WHAT IS REQUIRED: In the entries below, identify every line with the string "fist" and copy it.

[DATASET EXCERPTS]

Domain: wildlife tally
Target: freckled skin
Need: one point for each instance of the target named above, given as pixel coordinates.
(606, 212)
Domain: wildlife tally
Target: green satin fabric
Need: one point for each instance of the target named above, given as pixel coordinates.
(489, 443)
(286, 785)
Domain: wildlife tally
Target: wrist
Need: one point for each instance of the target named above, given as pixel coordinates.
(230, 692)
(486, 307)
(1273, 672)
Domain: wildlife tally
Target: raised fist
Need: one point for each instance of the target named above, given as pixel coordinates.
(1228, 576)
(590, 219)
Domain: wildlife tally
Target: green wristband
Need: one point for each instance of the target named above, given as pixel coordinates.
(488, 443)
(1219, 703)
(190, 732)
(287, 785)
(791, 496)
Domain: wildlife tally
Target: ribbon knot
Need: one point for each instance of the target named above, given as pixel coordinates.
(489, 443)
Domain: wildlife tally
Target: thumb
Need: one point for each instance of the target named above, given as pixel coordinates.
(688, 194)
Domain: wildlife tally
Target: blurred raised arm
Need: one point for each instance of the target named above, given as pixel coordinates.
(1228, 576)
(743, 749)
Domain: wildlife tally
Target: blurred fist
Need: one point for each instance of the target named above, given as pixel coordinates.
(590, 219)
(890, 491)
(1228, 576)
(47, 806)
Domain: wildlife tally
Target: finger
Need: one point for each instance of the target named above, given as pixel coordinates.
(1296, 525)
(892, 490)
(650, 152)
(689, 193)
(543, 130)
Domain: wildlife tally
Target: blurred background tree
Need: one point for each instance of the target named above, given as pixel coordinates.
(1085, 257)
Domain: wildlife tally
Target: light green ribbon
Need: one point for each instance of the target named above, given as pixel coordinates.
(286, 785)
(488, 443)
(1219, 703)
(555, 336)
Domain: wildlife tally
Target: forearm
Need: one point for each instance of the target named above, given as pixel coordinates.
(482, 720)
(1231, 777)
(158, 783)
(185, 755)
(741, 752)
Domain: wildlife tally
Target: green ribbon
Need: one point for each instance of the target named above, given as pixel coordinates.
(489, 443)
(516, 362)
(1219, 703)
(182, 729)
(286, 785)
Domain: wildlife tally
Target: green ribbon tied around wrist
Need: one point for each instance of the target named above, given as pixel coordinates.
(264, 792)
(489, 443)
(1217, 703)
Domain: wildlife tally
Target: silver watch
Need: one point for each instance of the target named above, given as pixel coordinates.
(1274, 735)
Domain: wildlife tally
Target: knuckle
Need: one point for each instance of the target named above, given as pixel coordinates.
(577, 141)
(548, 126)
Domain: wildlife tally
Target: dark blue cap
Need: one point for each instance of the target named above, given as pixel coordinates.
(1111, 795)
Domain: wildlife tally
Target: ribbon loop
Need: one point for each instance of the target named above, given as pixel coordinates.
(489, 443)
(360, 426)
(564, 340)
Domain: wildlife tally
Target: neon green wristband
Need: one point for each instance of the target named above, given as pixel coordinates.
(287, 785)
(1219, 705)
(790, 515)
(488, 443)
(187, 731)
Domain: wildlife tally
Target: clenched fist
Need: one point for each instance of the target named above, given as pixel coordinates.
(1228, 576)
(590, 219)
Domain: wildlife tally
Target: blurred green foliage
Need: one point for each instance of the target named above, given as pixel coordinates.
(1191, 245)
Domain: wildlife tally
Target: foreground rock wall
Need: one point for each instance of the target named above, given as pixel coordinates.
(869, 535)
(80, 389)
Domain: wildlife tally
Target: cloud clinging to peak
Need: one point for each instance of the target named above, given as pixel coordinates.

[/DATASET EXCERPTS]

SOLUTION TO THE PROBLEM:
Target: raised fist
Target: blurred fist
Target: clenched fist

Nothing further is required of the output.